*Referring expression data*
Start of Block

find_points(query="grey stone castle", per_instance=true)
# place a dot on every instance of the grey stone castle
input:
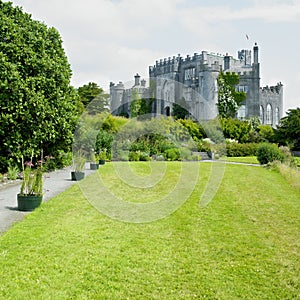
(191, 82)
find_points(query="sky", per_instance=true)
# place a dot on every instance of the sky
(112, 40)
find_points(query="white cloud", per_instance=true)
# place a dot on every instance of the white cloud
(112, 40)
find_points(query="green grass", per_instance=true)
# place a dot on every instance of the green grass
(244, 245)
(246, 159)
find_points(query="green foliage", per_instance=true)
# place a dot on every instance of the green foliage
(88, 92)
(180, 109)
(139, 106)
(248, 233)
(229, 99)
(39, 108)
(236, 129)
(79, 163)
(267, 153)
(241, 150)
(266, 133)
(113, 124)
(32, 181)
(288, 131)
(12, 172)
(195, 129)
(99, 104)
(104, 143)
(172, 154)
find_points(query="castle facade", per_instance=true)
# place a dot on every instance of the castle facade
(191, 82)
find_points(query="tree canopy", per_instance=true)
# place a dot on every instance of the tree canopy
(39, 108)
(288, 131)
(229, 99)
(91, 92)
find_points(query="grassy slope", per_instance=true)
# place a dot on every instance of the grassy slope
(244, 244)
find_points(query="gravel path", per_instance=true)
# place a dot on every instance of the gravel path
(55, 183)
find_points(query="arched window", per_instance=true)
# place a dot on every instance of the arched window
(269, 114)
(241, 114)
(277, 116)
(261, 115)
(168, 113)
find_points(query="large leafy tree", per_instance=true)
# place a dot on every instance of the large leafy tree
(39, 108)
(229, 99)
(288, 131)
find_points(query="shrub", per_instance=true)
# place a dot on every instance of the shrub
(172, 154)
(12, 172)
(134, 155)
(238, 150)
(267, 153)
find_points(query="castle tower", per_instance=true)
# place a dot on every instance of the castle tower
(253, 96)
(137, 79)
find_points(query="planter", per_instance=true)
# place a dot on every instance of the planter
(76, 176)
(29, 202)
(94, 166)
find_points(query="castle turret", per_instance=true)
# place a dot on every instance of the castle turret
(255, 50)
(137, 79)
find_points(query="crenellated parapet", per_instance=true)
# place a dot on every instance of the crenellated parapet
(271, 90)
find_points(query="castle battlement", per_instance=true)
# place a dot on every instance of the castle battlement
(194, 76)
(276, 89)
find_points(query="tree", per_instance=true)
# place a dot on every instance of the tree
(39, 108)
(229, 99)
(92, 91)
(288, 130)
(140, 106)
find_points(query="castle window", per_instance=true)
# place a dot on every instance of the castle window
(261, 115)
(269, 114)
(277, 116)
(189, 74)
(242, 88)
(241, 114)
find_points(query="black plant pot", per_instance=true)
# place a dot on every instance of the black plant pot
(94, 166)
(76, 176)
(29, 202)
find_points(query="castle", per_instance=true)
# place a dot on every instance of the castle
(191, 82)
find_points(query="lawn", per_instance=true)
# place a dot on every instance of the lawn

End of Block

Please set down the records above verbatim, with each picture left out.

*Reply*
find_points(query="grey stone castle", per_instance=true)
# place a dot on every instance of the grey stone castle
input:
(191, 82)
find_points(query="sky", per_instance=true)
# place a dot on every instance of the sky
(112, 40)
find_points(query="white cloud", per_instance=true)
# place a dot on every instance of the white cloud
(112, 40)
find_points(query="green grass", per_instance=true)
# place a dot on every instance of the green grass
(244, 245)
(246, 159)
find_points(query="green foliage", per_instance=true)
# place a dot on every instance of the green foliage
(88, 92)
(180, 109)
(139, 106)
(248, 233)
(229, 99)
(39, 108)
(236, 129)
(79, 163)
(267, 153)
(241, 150)
(266, 133)
(113, 124)
(32, 181)
(288, 131)
(12, 172)
(195, 129)
(99, 104)
(104, 143)
(172, 154)
find_points(query="castle facade", per_instance=true)
# place a dot on every instance of the castle facade
(191, 82)
find_points(query="tree canopy", per_instance=true)
# place a dot on every instance of the tree canopy
(39, 108)
(288, 131)
(229, 99)
(91, 92)
find_points(query="grassy slope", per_instance=true)
# place a dot on every instance of the grassy slope
(244, 244)
find_points(query="gravel path", per_instance=true)
# place a dot on every instance of the gravel path
(55, 183)
find_points(query="arched window", per_instance=true)
# place a dot on every instance of the arched window
(269, 114)
(241, 114)
(277, 116)
(261, 115)
(168, 113)
find_points(query="large leafy tree", per_instance=true)
# place a dot on every instance of the large leafy tree
(39, 108)
(229, 99)
(288, 131)
find_points(query="shrub", per_instance=true)
# place a dot on every instance of the shrub
(172, 154)
(12, 172)
(134, 155)
(238, 150)
(267, 153)
find_points(query="castle tower", per_instance=true)
# place a dot on every instance of the castle tower
(253, 96)
(137, 79)
find_points(query="planter", per_instance=true)
# place a dot on every instance of the planter
(76, 176)
(29, 202)
(94, 166)
find_points(query="castle turret", per_instance=true)
# place a dot on every instance of the castle turret
(255, 50)
(137, 79)
find_points(query="crenellated parapet", per_instance=true)
# place a dot on every instance of the crenellated parapet
(271, 90)
find_points(query="castle battlement", per_instance=true)
# place a dot on every instance of the castle battlement
(194, 76)
(276, 89)
find_points(query="tree", per_instance=true)
# place a dot on every instance of the tree
(39, 108)
(229, 99)
(92, 91)
(288, 130)
(140, 106)
find_points(query="castle window", per_instance=true)
# place a dot on every instance of the castle window
(261, 115)
(269, 114)
(277, 116)
(189, 74)
(242, 88)
(241, 114)
find_points(query="black plant pot", per_instance=true)
# place a dot on every instance of the black plant pot
(94, 166)
(76, 176)
(29, 202)
find_points(query="castle", per_instance=true)
# place a dot on every instance of the castle
(191, 82)
find_points(query="lawn", per_instance=true)
# place a dot on every instance of the lawn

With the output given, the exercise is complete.